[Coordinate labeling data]
· · · ·
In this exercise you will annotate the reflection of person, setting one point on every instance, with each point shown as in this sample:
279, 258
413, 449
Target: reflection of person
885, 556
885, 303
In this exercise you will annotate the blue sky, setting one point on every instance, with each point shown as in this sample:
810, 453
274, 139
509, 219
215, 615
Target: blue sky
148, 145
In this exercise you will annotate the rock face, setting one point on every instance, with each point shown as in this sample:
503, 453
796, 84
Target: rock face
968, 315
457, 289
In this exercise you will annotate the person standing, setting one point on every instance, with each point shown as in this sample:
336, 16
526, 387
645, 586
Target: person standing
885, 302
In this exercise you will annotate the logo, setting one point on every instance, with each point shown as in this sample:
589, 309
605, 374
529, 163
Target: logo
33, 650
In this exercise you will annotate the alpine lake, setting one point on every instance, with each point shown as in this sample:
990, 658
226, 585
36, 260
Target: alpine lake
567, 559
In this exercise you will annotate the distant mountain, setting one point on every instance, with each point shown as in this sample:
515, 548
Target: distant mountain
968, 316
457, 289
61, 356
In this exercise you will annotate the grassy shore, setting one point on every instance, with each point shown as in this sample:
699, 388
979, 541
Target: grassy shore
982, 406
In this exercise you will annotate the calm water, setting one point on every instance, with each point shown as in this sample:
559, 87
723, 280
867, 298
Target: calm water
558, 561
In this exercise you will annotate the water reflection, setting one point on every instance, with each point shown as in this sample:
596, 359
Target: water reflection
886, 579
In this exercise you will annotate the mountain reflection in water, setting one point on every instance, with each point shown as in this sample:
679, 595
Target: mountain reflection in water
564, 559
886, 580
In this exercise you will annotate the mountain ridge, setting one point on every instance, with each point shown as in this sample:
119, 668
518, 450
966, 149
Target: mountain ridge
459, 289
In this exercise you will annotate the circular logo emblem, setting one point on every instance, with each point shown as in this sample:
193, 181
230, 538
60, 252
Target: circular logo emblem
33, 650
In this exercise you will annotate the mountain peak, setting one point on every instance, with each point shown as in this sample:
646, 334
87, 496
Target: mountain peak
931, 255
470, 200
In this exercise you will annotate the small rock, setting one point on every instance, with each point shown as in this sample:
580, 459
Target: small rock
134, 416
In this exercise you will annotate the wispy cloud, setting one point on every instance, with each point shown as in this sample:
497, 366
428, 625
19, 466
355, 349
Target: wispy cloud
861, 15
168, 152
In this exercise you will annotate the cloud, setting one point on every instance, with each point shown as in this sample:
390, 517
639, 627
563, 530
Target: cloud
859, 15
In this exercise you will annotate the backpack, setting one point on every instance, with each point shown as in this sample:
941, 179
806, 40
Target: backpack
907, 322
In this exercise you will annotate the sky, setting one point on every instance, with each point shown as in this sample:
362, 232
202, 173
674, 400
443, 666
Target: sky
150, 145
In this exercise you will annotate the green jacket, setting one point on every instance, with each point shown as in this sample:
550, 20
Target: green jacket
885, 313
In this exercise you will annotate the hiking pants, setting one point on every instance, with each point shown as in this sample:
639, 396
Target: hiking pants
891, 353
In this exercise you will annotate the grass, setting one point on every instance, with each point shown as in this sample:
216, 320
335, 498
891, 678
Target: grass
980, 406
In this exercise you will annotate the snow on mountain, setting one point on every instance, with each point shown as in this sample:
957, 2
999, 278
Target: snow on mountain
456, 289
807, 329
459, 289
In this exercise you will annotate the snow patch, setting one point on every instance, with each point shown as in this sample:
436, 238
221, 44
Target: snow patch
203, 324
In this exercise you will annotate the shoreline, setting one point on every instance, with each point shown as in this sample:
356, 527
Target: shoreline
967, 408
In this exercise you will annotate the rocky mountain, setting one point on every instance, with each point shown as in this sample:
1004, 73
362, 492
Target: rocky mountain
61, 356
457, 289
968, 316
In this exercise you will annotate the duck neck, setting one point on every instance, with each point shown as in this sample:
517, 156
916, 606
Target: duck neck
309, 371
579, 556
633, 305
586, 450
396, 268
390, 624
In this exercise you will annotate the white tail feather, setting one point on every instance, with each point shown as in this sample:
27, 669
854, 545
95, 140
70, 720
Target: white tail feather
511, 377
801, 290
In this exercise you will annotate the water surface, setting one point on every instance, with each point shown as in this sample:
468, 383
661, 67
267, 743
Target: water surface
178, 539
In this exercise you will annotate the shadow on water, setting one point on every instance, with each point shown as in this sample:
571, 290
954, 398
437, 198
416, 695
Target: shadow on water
· · · ·
Format the listing above as a Markdown table with a column headed "No." for the row number and a column headed "Line" for each line, omitting blank lines.

| No. | Line |
|---|---|
| 1 | In this exercise you will annotate the reflection of person, setting one point on every instance, with each point shown as in this sample: |
| 2 | 279, 258 |
| 3 | 413, 449 |
| 4 | Target: reflection of person |
| 5 | 885, 556 |
| 6 | 885, 303 |
| 7 | In this exercise you will annotate the blue sky, setting one point on every instance, with each point shown as in this sample: |
| 8 | 810, 453 |
| 9 | 274, 139 |
| 10 | 509, 219 |
| 11 | 215, 615 |
| 12 | Target: blue sky |
| 13 | 148, 145 |
| 14 | In this exercise you will annotate the rock face, setting one point on every instance, with each point shown as in this sample: |
| 15 | 503, 453 |
| 16 | 796, 84 |
| 17 | Target: rock face |
| 18 | 968, 315 |
| 19 | 457, 289 |
| 20 | In this exercise you will annotate the person standing, setting one point on every instance, with each point shown as in this sample: |
| 21 | 336, 16 |
| 22 | 526, 387 |
| 23 | 645, 586 |
| 24 | Target: person standing |
| 25 | 885, 302 |
| 26 | In this exercise you will annotate the logo, setting one point on every instance, with each point shown as in this sample: |
| 27 | 589, 309 |
| 28 | 605, 374 |
| 29 | 529, 163 |
| 30 | Target: logo |
| 31 | 33, 650 |
| 32 | In this exercise you will annotate the alpine lake, setting one point on every instance, with each point shown as in this sample: |
| 33 | 990, 658 |
| 34 | 226, 585 |
| 35 | 36, 260 |
| 36 | Target: alpine lake |
| 37 | 567, 559 |
| 38 | In this exercise you will annotate the distant mountain, setting one point on every instance, with each point shown as in this sample: |
| 39 | 515, 548 |
| 40 | Target: distant mountain |
| 41 | 968, 316 |
| 42 | 457, 289 |
| 43 | 61, 356 |
| 44 | In this exercise you will annotate the grassy shore, setting one point on every instance, with each point shown as in this sample: |
| 45 | 699, 388 |
| 46 | 979, 541 |
| 47 | Target: grassy shore |
| 48 | 982, 406 |
| 49 | In this exercise you will annotate the calm water, setting one point on every instance, with each point shown as in this sample: |
| 50 | 559, 87 |
| 51 | 723, 280 |
| 52 | 867, 298 |
| 53 | Target: calm water |
| 54 | 558, 561 |
| 55 | In this exercise you will annotate the water reflection, setting one point on every instance, with each point shown as in this sample: |
| 56 | 596, 359 |
| 57 | Target: water reflection |
| 58 | 886, 579 |
| 59 | In this exercise you will annotate the mountain reflection in water, setting one point on every instance, with each point shown as in this sample: |
| 60 | 679, 595 |
| 61 | Target: mountain reflection in water |
| 62 | 564, 559 |
| 63 | 886, 580 |
| 64 | In this exercise you will annotate the mountain ridge, setting one point on every instance, with each point shown as in this sample: |
| 65 | 119, 668 |
| 66 | 518, 450 |
| 67 | 966, 149 |
| 68 | Target: mountain ridge |
| 69 | 459, 289 |
| 70 | In this exercise you will annotate the circular logo emblem, setting one point on every instance, with each point shown as in this sample: |
| 71 | 193, 181 |
| 72 | 230, 538 |
| 73 | 60, 252 |
| 74 | Target: circular logo emblem |
| 75 | 33, 650 |
| 76 | In this exercise you will annotate the mountain peak, setting one point on every instance, with each point shown as in this sample: |
| 77 | 646, 334 |
| 78 | 87, 496 |
| 79 | Target: mountain peak |
| 80 | 931, 255 |
| 81 | 470, 200 |
| 82 | In this exercise you will annotate the small rock, setting one point on every instance, with each point shown as in this sample: |
| 83 | 580, 459 |
| 84 | Target: small rock |
| 85 | 134, 416 |
| 86 | In this exercise you will annotate the wispy cloud, setting one point on every instance, with each point shown as in this sample: |
| 87 | 497, 366 |
| 88 | 428, 625 |
| 89 | 19, 466 |
| 90 | 355, 349 |
| 91 | Target: wispy cloud |
| 92 | 861, 15 |
| 93 | 168, 152 |
| 94 | In this exercise you will annotate the cloud, setting one point on every instance, with each point shown as in this sample: |
| 95 | 390, 517 |
| 96 | 639, 627 |
| 97 | 563, 530 |
| 98 | Target: cloud |
| 99 | 859, 15 |
| 100 | In this exercise you will annotate the backpack, setting one point on every instance, with each point shown as in this sample: |
| 101 | 941, 179 |
| 102 | 806, 40 |
| 103 | Target: backpack |
| 104 | 907, 322 |
| 105 | In this exercise you will annotate the sky, setting one point on every instance, with each point shown as in this sample: |
| 106 | 362, 232 |
| 107 | 202, 173 |
| 108 | 674, 400 |
| 109 | 443, 666 |
| 110 | Target: sky |
| 111 | 150, 145 |
| 112 | In this exercise you will annotate the green jacket, setting one point on every instance, with each point shown as in this sample: |
| 113 | 550, 20 |
| 114 | Target: green jacket |
| 115 | 885, 313 |
| 116 | In this exercise you will annotate the hiking pants, setting one point on every instance, with each point shown as in this sample: |
| 117 | 639, 396 |
| 118 | Target: hiking pants |
| 119 | 891, 353 |
| 120 | In this exercise you will annotate the grass, setting one point on every instance, with each point shown as in this sample: |
| 121 | 216, 320 |
| 122 | 335, 498 |
| 123 | 891, 678 |
| 124 | Target: grass |
| 125 | 980, 406 |
| 126 | In this exercise you will annotate the snow on mountain, setting one point on every instance, with each point shown as in this sample: |
| 127 | 957, 2 |
| 128 | 999, 278 |
| 129 | Target: snow on mountain |
| 130 | 456, 289 |
| 131 | 807, 329 |
| 132 | 459, 289 |
| 133 | In this exercise you will annotate the snow patch, setting one point on every instance, with each point shown as in this sample: |
| 134 | 436, 238 |
| 135 | 221, 44 |
| 136 | Target: snow patch |
| 137 | 203, 324 |
| 138 | In this exercise you will annotate the shoreline, setting one point on every instance, with each point shown as in this sample: |
| 139 | 356, 527 |
| 140 | Target: shoreline |
| 141 | 967, 408 |
| 142 | In this exercise you will annotate the rocky mountain, setting one point on every instance, with each point shown as in this sample: |
| 143 | 1004, 73 |
| 144 | 362, 492 |
| 145 | Target: rocky mountain |
| 146 | 61, 356 |
| 147 | 457, 289 |
| 148 | 968, 316 |
| 149 | In this exercise you will annotate the duck neck, setting one point on every instance, with each point shown as in this sample: |
| 150 | 517, 156 |
| 151 | 916, 606 |
| 152 | Target: duck neck |
| 153 | 309, 371 |
| 154 | 579, 556 |
| 155 | 633, 305 |
| 156 | 586, 450 |
| 157 | 396, 268 |
| 158 | 390, 624 |
| 159 | In this exercise you will annotate the white tail feather, setting one point on every instance, with each point shown as in this sample: |
| 160 | 27, 669 |
| 161 | 854, 545 |
| 162 | 95, 140 |
| 163 | 70, 720 |
| 164 | Target: white tail feather |
| 165 | 511, 377 |
| 166 | 801, 290 |
| 167 | In this exercise you will annotate the water surface, setting one point on every instance, with each point shown as in this sample: |
| 168 | 468, 383 |
| 169 | 661, 67 |
| 170 | 267, 743 |
| 171 | Target: water surface |
| 172 | 178, 539 |
| 173 | In this exercise you will annotate the shadow on water, setting one point on every instance, with each point shown as in this sample: |
| 174 | 571, 290 |
| 175 | 954, 398 |
| 176 | 437, 198 |
| 177 | 416, 695 |
| 178 | Target: shadow on water |